Items
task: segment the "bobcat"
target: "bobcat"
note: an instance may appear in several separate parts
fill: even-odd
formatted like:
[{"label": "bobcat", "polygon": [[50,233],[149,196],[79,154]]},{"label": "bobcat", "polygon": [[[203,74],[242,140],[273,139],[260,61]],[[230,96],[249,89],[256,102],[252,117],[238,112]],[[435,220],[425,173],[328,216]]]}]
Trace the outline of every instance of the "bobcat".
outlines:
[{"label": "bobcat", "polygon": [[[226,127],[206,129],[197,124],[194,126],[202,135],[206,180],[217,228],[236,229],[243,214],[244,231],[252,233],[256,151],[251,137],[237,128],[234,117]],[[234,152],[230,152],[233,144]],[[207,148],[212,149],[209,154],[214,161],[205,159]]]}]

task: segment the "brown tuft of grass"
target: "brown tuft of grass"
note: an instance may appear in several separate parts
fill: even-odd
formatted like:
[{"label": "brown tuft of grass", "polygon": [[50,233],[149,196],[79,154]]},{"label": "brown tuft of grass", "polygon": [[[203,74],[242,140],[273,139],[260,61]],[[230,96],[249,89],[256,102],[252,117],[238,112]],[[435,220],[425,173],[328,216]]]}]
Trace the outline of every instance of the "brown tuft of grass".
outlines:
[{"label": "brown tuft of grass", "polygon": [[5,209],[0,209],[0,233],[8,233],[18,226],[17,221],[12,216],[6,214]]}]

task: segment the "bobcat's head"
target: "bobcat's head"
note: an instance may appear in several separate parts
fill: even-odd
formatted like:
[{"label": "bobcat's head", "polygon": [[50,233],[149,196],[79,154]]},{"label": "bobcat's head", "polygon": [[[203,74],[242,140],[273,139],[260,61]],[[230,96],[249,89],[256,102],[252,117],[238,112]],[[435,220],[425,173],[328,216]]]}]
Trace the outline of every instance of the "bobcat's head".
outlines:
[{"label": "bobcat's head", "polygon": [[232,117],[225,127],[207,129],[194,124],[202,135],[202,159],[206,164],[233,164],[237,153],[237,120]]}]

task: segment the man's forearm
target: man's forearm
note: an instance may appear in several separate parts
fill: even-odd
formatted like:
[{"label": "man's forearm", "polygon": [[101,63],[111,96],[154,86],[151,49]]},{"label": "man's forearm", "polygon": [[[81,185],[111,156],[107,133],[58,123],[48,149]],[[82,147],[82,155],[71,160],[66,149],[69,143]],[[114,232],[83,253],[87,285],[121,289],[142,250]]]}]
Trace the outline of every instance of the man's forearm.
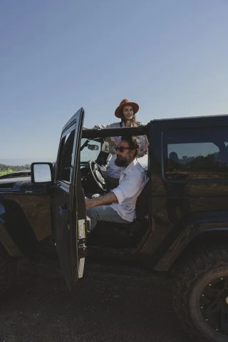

Task description
Tally the lines in the entries above that contain the string "target", and give only the resulting number.

Response to the task
4